Answer these questions from the text on Open Access evidence:
1. In what city and country was the conference held?
2. Which slides hold the statements about Canada?
3. About how many research journal articles does the yearly spending of the Canadian Research Councils generate?

=== Extracted text ===
***

At the recent "1st European Conference on Scientific Publishing in Biomedicine & Medicine - Open Access and Researchers, 21-22 April, 2006, Lund Sweden", Tim Brody, Chawki Hajjem and Stevan Harnad presented a slide stack which contains a data tidal wave of evidence supporting Open Access. Multiple graphs from a broad range of sources, disciplines, sectors, timelines etc dealing with, and mostly convincingly slaying, many of the bugbears associated with Open Access.

Of specific interest to the research community in my neck of the woods (Canada) are the statements on last three slides (#80-82):
Canada is losing about $640 million dollars worth of potential return on its public investment in research every year.

The Canadian Research Councils spend about $1.5 billion dollars yearly, which generate about 50,000 research journal articles. But it is not the number of articles published that reflects the return on Canada’s research investment: A piece of research, if it is worth funding and doing at all, must not only be published, but used, applied and built-upon by other researchers. This is called ‘research impact’ and a measure of it is the number of times an article is cited by other articles (‘citation impact’).

***

(Stored items)
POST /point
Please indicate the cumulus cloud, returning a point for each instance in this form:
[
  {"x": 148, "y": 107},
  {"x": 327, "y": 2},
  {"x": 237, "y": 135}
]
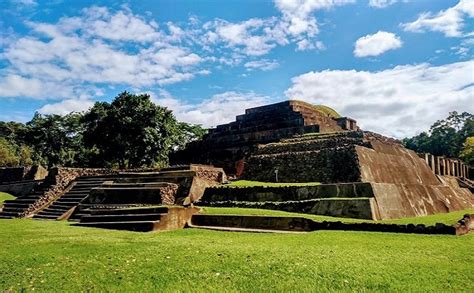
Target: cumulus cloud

***

=== Answer for this exercise ===
1. Lund, Sweden
2. Slides #80-82
3. About 50,000